Collection entries
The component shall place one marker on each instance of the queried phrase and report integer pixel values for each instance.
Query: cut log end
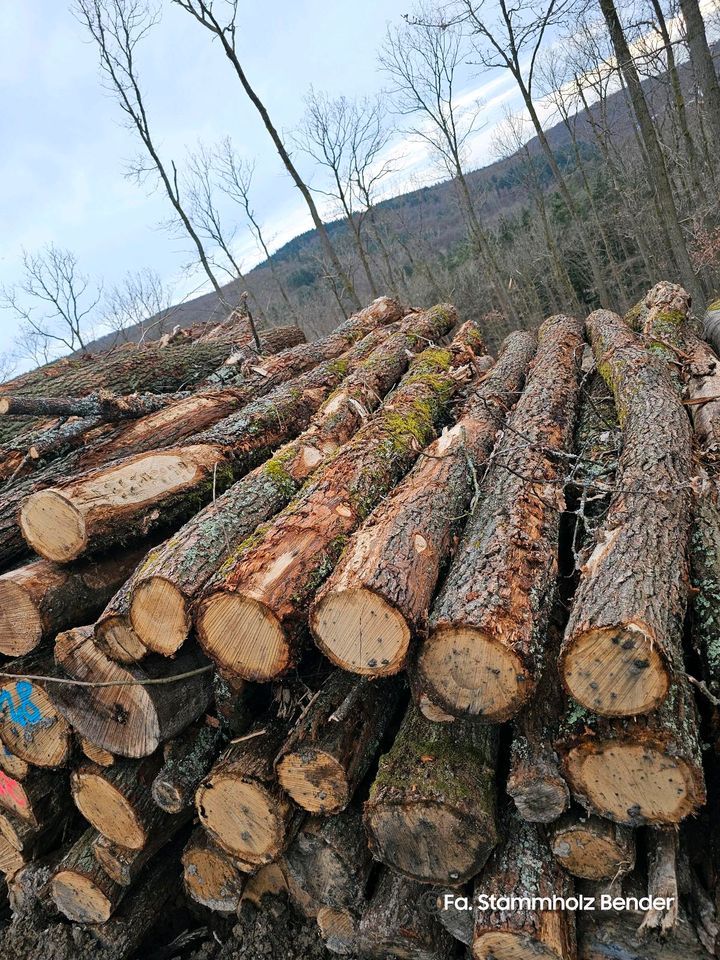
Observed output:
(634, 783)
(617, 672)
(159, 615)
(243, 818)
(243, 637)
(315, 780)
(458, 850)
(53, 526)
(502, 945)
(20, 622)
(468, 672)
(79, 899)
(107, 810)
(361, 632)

--

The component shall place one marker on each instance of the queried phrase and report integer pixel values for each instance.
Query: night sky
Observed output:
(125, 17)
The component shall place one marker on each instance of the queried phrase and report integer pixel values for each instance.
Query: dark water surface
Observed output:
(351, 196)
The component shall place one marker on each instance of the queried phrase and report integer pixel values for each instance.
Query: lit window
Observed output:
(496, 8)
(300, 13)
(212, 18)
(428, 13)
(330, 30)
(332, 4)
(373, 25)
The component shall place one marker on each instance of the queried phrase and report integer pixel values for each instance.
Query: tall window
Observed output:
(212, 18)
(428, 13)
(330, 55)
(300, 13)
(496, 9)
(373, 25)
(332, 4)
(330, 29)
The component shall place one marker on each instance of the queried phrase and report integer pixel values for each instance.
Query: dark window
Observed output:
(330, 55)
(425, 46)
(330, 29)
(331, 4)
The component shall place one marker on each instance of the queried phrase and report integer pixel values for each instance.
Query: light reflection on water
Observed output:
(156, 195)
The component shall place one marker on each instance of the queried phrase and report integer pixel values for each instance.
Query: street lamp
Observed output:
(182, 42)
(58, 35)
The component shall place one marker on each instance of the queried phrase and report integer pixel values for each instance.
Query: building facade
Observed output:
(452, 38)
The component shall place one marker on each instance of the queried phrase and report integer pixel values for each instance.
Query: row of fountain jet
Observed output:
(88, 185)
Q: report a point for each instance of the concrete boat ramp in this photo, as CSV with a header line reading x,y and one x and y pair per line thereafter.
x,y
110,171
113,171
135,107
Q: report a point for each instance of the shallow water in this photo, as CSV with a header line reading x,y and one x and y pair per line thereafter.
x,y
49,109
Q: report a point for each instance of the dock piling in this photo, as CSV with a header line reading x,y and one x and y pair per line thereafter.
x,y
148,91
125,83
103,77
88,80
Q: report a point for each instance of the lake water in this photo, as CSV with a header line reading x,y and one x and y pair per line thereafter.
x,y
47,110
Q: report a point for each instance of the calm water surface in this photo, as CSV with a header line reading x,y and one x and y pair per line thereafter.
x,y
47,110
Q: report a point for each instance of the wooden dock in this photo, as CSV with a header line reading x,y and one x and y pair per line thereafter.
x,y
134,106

Task — Scan the data above, please, and give the number of lines where the word "Query" occurs, with no further text.

Solution below — 10